## ÜBUNGSMATERIAL
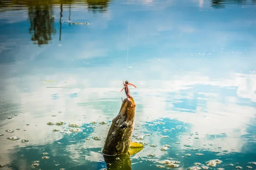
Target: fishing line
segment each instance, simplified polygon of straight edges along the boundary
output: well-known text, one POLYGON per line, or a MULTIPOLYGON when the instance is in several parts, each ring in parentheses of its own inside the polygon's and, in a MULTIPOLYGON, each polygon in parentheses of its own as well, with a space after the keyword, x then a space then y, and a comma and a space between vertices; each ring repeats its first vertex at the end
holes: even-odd
POLYGON ((130 0, 130 13, 129 14, 129 21, 128 24, 128 40, 127 40, 127 57, 126 59, 126 70, 127 70, 127 65, 128 65, 128 55, 129 54, 129 39, 130 37, 130 17, 131 17, 131 0, 130 0))

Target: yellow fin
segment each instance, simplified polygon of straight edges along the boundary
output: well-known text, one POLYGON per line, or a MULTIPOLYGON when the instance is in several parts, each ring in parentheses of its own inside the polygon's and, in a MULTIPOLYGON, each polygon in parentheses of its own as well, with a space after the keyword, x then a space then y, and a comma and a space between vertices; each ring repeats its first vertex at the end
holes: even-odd
POLYGON ((142 144, 131 142, 129 146, 128 154, 130 156, 134 155, 142 150, 143 147, 143 146, 142 144))

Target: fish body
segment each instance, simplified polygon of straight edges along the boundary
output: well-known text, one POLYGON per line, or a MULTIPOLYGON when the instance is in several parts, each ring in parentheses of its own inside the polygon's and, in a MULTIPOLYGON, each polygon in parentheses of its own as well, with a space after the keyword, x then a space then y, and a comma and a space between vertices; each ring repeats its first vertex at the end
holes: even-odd
POLYGON ((102 153, 109 156, 129 154, 135 114, 135 108, 131 102, 127 98, 124 99, 119 113, 112 120, 102 153))

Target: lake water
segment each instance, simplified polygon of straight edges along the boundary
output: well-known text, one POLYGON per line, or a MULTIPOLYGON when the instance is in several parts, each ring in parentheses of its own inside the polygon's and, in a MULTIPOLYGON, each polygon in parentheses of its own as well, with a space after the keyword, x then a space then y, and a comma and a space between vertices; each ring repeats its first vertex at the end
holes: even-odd
POLYGON ((256 17, 254 0, 0 1, 0 169, 106 168, 127 79, 133 170, 256 169, 256 17))

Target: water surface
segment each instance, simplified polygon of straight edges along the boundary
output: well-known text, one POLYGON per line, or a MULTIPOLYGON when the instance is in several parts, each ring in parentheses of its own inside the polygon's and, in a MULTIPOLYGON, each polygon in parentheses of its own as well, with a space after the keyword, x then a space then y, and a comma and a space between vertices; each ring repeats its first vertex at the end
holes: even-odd
POLYGON ((126 79, 134 136, 151 135, 133 137, 145 142, 133 170, 256 169, 256 16, 255 0, 0 2, 1 169, 105 168, 126 79))

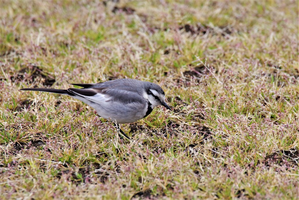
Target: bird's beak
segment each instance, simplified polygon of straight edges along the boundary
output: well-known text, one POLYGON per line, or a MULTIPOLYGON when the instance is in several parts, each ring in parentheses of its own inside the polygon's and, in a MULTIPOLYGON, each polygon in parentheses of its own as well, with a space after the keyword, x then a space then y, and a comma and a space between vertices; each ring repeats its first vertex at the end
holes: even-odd
POLYGON ((161 104, 169 110, 171 110, 171 109, 170 108, 168 105, 167 105, 166 102, 162 102, 161 103, 161 104))

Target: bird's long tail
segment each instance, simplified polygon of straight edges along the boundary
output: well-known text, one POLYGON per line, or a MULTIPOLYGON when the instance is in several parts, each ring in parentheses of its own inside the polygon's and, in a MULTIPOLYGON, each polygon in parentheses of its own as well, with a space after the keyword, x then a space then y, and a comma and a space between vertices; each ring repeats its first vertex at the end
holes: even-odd
POLYGON ((23 88, 20 89, 20 90, 29 90, 33 91, 39 91, 40 92, 46 92, 52 93, 65 94, 69 96, 74 96, 74 94, 71 93, 67 90, 58 90, 58 89, 51 89, 47 88, 23 88))

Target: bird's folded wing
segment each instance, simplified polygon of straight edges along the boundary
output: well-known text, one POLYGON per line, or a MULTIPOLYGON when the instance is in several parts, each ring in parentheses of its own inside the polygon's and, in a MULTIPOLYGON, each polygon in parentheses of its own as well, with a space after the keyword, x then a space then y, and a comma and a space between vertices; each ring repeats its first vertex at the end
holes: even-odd
POLYGON ((106 87, 69 88, 68 91, 100 104, 105 102, 120 102, 124 104, 133 102, 143 103, 145 101, 143 97, 137 93, 115 88, 106 87))

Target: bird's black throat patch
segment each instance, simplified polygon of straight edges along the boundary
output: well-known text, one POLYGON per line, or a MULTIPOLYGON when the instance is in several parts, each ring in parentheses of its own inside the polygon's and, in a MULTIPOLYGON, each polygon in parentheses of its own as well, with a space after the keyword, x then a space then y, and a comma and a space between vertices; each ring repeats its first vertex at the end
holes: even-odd
POLYGON ((152 111, 152 104, 150 103, 149 101, 147 102, 147 113, 145 113, 145 115, 143 118, 145 117, 150 114, 152 111))

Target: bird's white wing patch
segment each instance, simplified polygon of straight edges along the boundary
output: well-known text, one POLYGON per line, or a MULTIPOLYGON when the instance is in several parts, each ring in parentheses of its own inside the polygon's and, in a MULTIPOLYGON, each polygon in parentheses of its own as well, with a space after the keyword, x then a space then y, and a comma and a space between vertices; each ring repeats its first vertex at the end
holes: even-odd
POLYGON ((85 96, 84 97, 86 99, 93 102, 101 104, 106 103, 107 101, 110 100, 112 98, 112 97, 109 96, 109 95, 107 94, 98 93, 93 96, 85 96))

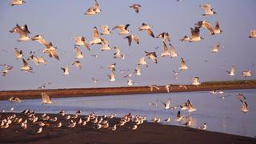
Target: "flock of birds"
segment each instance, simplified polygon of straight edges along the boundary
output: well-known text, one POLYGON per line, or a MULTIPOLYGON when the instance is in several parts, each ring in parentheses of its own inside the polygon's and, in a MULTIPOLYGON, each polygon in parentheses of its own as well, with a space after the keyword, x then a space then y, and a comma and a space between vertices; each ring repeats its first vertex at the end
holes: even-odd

## ZIEL
Schreib aus der Auflistung oben die Zeilen von der Zeile mit „Target: yellow fin“ bis einschließlich der Zeile mit „POLYGON ((102 153, 109“ Wort für Wort ab.

## ERWARTETE AUSGABE
Target: yellow fin
segment each instance, simplified polygon of straight edges along the boundary
output: well-known text, one POLYGON per line, or a MULTIPOLYGON when the instance is in several parts, each ring in parentheses of its own inside the polygon's and, in a MULTIPOLYGON, each polygon in parentheses of its own as well, with a space after the keyword, x then a space then y, and a comma and a space between vertices; each ring repeats its first vertex at the end
holes: even-odd
POLYGON ((142 144, 131 142, 129 146, 128 154, 130 156, 134 155, 142 150, 143 147, 143 146, 142 144))

Target: fish body
segment each instance, simplified polygon of straight edges along the boundary
output: well-known text, one POLYGON per line, or a MULTIPOLYGON when the instance is in several parts, each ring in parentheses of its own inside the polygon's and, in a MULTIPOLYGON, each polygon in parentheses of its own as well, with a space after the keyword, x then a space then y, and a comma and a space between vertices; each ring repeats its first vertex at the end
holes: even-odd
POLYGON ((102 153, 109 156, 129 154, 135 114, 135 108, 131 102, 127 98, 124 99, 119 113, 112 120, 102 153))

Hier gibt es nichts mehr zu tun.